▸ Task statement
Which lines in the records below contain the string "impala"? Gather every one of them and copy each line in full.

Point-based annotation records
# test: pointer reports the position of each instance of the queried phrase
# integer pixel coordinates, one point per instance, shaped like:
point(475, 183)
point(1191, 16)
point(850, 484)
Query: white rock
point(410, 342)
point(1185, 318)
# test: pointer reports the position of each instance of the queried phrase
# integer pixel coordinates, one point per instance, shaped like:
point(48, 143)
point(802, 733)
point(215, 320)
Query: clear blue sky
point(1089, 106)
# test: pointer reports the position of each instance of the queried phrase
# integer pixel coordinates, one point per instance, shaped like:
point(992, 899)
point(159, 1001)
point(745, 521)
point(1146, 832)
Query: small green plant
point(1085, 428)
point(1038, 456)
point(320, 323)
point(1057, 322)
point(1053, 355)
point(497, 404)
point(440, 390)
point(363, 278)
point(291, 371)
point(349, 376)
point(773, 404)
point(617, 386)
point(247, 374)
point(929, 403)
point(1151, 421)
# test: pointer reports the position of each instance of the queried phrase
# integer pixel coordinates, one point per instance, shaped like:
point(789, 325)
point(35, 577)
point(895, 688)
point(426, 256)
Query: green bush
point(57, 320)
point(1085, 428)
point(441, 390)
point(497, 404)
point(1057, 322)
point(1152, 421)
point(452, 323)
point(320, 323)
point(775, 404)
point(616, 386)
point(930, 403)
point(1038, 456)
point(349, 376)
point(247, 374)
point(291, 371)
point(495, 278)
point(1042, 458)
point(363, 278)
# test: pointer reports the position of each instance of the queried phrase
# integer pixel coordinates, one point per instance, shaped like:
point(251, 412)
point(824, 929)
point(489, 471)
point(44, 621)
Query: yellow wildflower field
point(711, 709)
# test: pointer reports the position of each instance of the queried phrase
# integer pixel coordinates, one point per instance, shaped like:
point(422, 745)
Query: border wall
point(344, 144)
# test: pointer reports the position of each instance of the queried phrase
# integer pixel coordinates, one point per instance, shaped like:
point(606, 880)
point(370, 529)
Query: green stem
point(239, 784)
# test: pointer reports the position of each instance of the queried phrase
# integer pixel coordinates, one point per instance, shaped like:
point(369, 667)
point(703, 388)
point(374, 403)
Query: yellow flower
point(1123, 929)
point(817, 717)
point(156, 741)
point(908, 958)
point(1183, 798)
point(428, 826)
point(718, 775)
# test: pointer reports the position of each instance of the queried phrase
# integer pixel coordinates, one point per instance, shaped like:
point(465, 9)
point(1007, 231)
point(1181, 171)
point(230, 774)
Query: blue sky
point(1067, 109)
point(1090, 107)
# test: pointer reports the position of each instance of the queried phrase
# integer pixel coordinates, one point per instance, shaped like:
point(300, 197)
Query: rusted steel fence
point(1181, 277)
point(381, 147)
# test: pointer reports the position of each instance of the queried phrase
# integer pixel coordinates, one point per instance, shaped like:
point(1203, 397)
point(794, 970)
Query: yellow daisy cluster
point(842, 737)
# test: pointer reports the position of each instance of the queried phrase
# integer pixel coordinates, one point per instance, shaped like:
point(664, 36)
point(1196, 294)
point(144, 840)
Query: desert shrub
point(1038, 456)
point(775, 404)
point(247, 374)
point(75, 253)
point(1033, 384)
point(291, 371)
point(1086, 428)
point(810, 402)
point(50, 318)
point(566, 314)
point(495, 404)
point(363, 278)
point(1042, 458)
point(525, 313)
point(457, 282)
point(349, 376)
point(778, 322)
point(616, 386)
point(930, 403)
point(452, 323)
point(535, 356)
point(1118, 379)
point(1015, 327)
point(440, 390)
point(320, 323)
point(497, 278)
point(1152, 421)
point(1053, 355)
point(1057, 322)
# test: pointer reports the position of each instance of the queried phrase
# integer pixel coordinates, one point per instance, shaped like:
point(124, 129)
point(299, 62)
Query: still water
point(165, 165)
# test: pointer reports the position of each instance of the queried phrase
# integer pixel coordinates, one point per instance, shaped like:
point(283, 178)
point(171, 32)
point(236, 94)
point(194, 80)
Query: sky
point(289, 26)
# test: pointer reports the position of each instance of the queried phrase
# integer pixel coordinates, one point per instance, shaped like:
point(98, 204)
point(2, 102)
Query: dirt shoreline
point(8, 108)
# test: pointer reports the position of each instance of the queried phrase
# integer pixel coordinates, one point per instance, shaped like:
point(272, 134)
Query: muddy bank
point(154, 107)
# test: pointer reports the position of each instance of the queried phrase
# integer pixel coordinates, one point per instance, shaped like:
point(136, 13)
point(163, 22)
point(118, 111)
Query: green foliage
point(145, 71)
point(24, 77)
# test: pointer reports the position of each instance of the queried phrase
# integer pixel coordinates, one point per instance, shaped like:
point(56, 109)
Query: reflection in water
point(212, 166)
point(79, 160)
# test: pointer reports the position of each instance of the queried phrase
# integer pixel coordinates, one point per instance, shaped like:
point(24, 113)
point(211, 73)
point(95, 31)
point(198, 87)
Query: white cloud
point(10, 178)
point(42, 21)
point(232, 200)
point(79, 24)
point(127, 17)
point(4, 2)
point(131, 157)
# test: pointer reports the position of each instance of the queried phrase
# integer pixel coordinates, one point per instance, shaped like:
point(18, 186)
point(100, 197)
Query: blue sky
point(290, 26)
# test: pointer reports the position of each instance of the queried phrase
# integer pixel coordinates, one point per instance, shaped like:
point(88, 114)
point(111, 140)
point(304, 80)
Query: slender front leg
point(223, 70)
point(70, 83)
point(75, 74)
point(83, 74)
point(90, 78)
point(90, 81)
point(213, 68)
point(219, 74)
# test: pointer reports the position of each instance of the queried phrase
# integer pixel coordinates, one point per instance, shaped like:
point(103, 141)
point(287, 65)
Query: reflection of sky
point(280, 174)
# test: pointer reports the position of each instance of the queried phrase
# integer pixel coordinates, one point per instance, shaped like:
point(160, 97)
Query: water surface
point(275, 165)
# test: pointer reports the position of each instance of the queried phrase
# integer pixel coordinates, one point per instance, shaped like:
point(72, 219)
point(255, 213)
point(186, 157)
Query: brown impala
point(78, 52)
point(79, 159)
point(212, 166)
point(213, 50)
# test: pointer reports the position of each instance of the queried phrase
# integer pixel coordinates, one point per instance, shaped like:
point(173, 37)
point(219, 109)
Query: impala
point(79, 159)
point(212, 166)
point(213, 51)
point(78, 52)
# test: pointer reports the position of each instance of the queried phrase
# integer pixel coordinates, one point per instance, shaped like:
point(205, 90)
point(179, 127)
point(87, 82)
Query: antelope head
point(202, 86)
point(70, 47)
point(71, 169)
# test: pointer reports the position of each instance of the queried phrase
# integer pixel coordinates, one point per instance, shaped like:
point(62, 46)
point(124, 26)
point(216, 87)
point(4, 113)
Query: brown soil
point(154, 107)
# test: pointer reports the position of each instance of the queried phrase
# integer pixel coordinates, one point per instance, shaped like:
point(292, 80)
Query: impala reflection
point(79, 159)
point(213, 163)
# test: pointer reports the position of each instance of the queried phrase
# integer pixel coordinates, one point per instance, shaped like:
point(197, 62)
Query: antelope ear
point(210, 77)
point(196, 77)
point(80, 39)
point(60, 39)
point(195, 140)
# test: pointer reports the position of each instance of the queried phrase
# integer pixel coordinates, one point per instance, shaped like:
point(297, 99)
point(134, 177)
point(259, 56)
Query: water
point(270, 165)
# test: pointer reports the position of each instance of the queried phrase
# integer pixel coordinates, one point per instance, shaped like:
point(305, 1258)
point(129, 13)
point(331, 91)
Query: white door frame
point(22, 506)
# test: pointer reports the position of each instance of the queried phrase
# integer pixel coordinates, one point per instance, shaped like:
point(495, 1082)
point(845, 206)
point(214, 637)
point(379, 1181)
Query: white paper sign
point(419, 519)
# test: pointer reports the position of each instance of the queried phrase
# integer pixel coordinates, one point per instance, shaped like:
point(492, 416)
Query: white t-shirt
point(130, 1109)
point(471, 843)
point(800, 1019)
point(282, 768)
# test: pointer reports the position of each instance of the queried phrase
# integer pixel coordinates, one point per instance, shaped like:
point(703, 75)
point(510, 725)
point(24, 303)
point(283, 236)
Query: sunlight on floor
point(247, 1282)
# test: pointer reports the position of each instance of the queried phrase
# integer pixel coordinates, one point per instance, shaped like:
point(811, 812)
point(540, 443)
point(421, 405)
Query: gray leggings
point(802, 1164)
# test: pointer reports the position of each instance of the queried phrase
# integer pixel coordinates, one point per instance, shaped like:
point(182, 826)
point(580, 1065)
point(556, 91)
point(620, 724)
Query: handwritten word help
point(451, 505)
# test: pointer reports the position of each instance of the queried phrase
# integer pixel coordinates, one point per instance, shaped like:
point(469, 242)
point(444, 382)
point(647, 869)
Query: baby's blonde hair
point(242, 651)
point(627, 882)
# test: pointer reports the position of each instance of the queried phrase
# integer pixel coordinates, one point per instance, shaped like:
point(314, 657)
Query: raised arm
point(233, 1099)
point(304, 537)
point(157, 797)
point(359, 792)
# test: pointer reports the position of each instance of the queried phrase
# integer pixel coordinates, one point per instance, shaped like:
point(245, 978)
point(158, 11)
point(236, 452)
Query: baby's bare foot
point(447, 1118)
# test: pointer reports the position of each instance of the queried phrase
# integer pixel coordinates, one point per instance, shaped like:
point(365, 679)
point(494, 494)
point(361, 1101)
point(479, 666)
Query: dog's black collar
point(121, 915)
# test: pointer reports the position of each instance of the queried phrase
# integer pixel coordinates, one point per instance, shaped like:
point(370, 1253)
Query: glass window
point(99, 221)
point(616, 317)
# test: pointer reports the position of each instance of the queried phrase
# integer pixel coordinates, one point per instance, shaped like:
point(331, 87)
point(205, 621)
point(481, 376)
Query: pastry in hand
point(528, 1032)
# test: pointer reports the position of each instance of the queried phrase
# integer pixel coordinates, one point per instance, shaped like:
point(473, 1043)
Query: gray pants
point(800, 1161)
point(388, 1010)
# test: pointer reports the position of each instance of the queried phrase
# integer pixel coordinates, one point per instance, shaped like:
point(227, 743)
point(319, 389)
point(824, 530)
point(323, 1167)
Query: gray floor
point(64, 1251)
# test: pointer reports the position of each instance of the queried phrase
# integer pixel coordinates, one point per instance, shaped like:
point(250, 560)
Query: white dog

▸ Response
Query: brown impala
Query: impala
Query: impala reflection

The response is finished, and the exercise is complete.